- EXTRACT PROVIDED:
#####
In the book The Algonquin Kid: Adventures Growing Up In New York’s Legendary Hotel, author Michael Colby tells the story about his grandparents Mary and Ben Bodne, who built this legendary landmark. Southern Jews, they owned the hotel from 1946 to 1987. As a kid, Colby and siblings visited their grandparents every weekend. Colby took up permanent residence in the hotel at the age of 18 and made his way into the theater world as a librettist, composer and lyricist. His musical, Charlotte Sweet, an all-sung, all-rhymed original musical with libretto by Colby and music by Gerald Jay Markoe, received three Drama Desk Award nominations and was critically lauded as “adorable, strange and delectable” by the New York Times.
The Algonquin, its bar and restaurant, have easy access for wheelchairs from the street. There is valet parking. The hotel has six ADA rooms and one ADA suite. There are two elevators. Staff are very helpful and friendly.
#####
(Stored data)
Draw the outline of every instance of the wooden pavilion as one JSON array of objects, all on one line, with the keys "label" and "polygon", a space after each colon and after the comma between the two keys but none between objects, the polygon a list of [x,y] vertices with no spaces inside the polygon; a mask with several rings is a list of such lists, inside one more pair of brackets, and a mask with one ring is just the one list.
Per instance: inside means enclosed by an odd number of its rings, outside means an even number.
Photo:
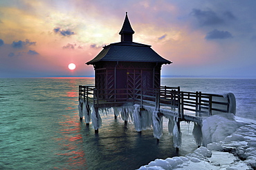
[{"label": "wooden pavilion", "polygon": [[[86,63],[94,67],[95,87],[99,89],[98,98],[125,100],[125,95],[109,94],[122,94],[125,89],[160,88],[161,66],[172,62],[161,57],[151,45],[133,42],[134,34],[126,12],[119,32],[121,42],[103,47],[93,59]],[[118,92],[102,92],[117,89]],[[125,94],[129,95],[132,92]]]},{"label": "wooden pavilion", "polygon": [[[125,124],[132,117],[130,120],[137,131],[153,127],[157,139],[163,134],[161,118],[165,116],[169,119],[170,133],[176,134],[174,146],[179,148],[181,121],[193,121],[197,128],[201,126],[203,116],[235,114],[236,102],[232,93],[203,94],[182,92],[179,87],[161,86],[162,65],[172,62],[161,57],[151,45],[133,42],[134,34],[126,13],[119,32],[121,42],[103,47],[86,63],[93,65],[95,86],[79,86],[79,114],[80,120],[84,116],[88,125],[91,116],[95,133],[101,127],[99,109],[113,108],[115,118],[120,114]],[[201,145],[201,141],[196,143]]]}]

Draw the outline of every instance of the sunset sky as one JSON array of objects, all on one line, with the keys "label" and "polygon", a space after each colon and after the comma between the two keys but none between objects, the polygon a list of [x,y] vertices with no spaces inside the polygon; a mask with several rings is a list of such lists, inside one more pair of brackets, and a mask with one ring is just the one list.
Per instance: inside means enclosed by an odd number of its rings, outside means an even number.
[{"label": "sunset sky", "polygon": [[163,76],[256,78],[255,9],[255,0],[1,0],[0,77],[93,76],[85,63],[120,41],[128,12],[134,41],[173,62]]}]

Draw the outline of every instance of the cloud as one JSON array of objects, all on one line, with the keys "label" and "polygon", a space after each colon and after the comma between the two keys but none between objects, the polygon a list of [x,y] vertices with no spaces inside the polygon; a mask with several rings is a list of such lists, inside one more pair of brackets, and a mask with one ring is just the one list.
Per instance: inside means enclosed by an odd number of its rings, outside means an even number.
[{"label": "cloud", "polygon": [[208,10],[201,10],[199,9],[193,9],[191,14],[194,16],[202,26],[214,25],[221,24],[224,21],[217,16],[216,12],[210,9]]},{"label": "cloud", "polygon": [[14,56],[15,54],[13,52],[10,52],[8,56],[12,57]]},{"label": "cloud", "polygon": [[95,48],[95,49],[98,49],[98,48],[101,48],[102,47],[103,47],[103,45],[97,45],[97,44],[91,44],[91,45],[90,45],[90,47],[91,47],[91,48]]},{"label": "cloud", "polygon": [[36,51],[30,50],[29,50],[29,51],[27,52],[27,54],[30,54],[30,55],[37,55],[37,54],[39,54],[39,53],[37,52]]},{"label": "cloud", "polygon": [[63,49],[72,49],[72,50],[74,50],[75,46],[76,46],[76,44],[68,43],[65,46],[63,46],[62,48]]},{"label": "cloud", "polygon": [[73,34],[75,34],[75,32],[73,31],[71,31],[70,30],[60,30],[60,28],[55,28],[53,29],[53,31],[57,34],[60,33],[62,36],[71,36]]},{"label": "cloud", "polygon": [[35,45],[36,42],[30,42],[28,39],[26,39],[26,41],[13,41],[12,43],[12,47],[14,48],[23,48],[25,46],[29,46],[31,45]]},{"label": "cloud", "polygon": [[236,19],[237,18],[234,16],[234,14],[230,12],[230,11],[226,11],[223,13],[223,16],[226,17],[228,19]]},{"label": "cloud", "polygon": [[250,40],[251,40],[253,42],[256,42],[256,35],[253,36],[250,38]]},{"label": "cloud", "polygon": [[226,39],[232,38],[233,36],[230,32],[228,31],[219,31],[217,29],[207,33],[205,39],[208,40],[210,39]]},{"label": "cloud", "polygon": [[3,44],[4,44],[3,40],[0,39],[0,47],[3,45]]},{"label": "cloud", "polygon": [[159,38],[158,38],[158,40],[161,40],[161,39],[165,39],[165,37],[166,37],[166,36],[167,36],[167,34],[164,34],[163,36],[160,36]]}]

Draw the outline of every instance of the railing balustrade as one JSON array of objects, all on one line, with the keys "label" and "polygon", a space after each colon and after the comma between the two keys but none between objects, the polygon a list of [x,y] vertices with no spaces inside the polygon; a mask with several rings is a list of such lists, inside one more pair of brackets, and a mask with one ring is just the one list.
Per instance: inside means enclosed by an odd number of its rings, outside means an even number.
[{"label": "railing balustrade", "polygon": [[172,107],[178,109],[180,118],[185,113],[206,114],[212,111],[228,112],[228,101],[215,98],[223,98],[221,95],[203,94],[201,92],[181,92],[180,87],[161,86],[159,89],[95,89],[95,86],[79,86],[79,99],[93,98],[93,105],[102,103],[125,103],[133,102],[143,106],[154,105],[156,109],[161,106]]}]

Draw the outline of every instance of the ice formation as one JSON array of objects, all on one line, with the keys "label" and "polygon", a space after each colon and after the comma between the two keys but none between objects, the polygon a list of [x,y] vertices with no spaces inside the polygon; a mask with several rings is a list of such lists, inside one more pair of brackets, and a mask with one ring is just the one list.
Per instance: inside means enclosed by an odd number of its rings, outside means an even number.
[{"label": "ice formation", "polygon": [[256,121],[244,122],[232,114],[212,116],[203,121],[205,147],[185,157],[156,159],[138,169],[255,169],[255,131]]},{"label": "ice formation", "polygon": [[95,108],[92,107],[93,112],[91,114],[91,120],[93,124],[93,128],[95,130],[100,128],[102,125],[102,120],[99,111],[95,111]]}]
#####
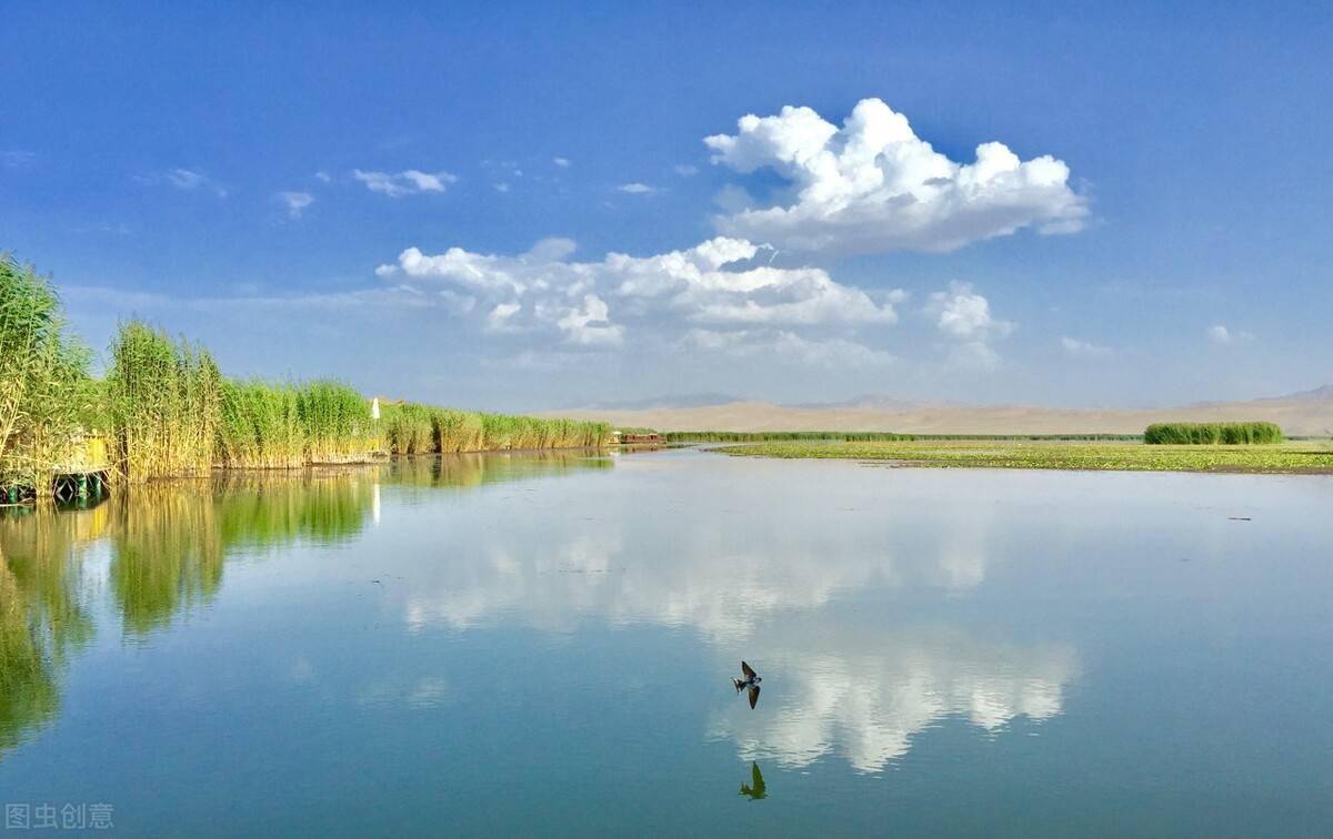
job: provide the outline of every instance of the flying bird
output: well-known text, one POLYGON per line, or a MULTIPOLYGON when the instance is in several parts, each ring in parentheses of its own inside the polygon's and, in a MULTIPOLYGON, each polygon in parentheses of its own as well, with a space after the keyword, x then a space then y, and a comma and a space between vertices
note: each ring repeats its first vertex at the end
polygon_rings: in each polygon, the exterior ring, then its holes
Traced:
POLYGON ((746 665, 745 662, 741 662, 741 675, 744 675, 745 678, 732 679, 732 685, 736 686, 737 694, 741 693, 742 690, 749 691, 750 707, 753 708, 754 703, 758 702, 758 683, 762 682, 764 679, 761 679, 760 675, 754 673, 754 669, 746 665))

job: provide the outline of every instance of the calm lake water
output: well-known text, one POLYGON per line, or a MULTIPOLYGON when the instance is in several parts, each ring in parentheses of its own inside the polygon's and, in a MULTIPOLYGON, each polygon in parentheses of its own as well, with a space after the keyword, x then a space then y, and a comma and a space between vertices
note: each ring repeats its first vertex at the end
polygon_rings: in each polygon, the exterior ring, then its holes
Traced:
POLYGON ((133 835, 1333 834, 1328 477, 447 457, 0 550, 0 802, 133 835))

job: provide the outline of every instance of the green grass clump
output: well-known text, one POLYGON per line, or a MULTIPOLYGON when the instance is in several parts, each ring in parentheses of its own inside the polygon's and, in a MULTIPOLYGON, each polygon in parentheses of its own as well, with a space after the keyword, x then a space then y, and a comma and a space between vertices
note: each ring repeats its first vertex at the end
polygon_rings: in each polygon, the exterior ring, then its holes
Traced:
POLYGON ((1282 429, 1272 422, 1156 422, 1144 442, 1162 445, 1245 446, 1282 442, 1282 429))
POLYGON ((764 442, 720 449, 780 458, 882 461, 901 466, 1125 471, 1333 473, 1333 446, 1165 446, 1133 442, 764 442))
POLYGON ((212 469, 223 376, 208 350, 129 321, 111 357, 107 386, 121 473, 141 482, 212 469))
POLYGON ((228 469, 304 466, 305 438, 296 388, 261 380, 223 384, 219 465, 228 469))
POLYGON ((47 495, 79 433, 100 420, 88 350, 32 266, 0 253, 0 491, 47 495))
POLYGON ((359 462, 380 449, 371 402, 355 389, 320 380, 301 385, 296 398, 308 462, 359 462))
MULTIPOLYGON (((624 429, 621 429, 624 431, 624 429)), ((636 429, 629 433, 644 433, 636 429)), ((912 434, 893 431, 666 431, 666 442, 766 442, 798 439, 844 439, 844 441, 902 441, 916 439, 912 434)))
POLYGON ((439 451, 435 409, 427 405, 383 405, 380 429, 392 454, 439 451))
#####
- APPLY WHAT YOU READ:
1. Turn the paragraph of the Algonquin extract that begins "The Algonquin, its bar and restaurant" into a bulleted list that keeps its main facts.
2. Using the Algonquin extract, answer these:
(a) During which years did Mary and Ben Bodne own the hotel?
(b) How many Drama Desk Award nominations did Charlotte Sweet receive?
(c) How many ADA rooms does the hotel have?
3. List every person named in the Algonquin extract.
None of the stored data is needed here.

- ANSWERS FOR THE TASKS:
1.
- The hotel, bar and restaurant have easy wheelchair access from the street.
- Valet parking is available.
- There are six ADA rooms and one ADA suite.
- There are two elevators.
- Staff are very helpful and friendly.

2.
(a) From 1946 to 1987.
(b) Three.
(c) Six, plus one ADA suite.

3.
- Michael Colby
- Mary Bodne
- Ben Bodne
- Gerald Jay Markoe